-- BEGIN DATA FOR PROCESSING --

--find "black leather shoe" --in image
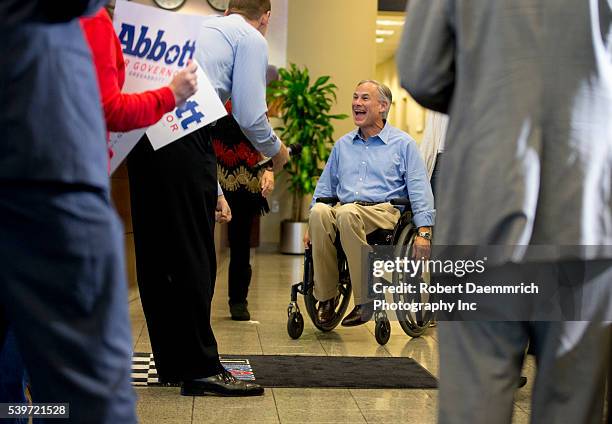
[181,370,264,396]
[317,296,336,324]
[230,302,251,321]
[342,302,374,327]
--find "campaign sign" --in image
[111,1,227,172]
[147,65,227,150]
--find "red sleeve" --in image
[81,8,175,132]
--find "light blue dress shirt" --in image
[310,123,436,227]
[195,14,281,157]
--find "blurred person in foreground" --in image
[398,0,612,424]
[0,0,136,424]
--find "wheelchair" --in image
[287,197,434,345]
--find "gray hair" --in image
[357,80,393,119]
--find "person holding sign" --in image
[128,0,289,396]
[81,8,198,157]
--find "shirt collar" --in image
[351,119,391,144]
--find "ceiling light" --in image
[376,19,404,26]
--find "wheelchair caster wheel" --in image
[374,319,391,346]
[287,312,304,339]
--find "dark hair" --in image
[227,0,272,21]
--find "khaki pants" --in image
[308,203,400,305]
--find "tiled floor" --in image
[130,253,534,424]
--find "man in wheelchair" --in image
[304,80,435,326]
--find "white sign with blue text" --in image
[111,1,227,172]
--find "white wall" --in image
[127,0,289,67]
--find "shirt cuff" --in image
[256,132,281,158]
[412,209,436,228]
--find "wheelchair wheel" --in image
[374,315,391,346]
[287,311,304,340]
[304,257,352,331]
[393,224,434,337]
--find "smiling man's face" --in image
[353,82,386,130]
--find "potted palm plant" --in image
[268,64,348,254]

-- END DATA FOR PROCESSING --

GIVEN EXERCISE =
Copy everything from the start of the listing down through the line containing "[195,14,281,157]", character for character and including both ends. Leave the pictures out of your copy.

THE OUTPUT =
--find "black leather shoe" --in image
[181,370,264,396]
[317,296,336,324]
[230,302,251,321]
[342,302,374,327]
--find "campaign sign" --in image
[111,1,227,172]
[147,65,227,150]
--find "red sleeve" --in image
[81,8,175,132]
--find "light blue dress shirt" --in image
[310,123,436,227]
[195,14,281,157]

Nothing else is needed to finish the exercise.